Also sind gar vielerlei Wege zu Erfindungen in den Künsten zu gelangen, dazu, außer den Talenten, die von der Natur gegeben werden, ein unaufhörliches Studium der Kunst und der schon vorhandenen Werke derselben, das Hauptsächlichste beiträgt.
Was bis hierher von der Erfindung gesagt worden, betrifft den Hauptstoff oder die Materie im Ganzen betrachtet, es kann aber jedes auch auf die Erfindung einzelner Teile angewendet werden. Jeder Hauptteil eines Werks macht doch einigermaßen wieder ein Ganzes aus, dessen besondere Teile eben wieder so erfunden werden, wie die Hauptteile selbst aus Betrachtung des Ganzen erfunden worden. Ohne Zweifel kommen dem Künstler Fälle vor, wo ihm die Erfindung einzelner Teile so schwer wird als die Erfindung des Ganzen und wo der Mangel eines kleinen schicklichen Teiles das ganze Werk aufhält. Da ist ihm zu raten, nur nicht ängstlich zu sein und sich Zeit zu nehmen. Die Erfindung lässt sich nicht erzwingen und gelingt oft durch die ernstlichsten Bestrebungen am wenigsten. Man weiß die Geschichte des Nealies,8 der mit seinem ganzen Gemälde fertig war, bis auf den Schaum, den er an dem Maule des Pferdes ausdrücken sollte. Aber man ist nicht allemal so glücklich, wie er war. Das Beste hierbei ist, den Schwierigkeiten nachzugeben, nichts erzwingen zu wollen und von der Arbeit zu gehen, sie so gar eine Zeitlang als wenn man sie vergessen wollte, weg zu legen. Denn wo man so große Schwierigkeiten findet, da ist man allemal auf dem unrechten Weg, den man doch für den rechten hält. Also ist das Beste, dass man sich aus dieser falschen Fassung oder Stellung heraussetze. Ein dunkler Begriff dessen, was man sucht, bleibt deswegen doch immer dunkel in unserer Vorstellung; allmählich nimmt die Sache eine andere Wendung und mit angenehmer Verwunderung erfährt man nachher, dass das, was man durch großes Bestreben nicht hat finden können, sich von selbst auf die natürlichste Weise darbietet.

Datenteil:
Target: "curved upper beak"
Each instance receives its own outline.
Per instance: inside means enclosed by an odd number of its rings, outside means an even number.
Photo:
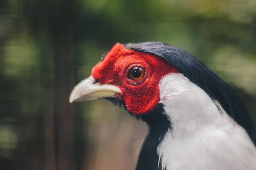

Zu lösende Aufgaben:
a – Gib den Abschnitt aus dem Seitenauszug über die Erfindung in den Künsten wortgetreu wieder, beginnend bei „Also sind gar“ und endend bei „das Hauptsächlichste beiträgt.“.
b – Was rät der Seitenauszug über die Erfindung in den Künsten dem Künstler, wenn ihm die Erfindung einzelner Teile schwerfällt?
Die Daten haben damit nichts zu tun.

Antworten nacheinander:
a –
Also sind gar vielerlei Wege zu Erfindungen in den Künsten zu gelangen, dazu, außer den Talenten, die von der Natur gegeben werden, ein unaufhörliches Studium der Kunst und der schon vorhandenen Werke derselben, das Hauptsächlichste beiträgt.

b – Er soll nur nicht ängstlich sein und sich Zeit nehmen.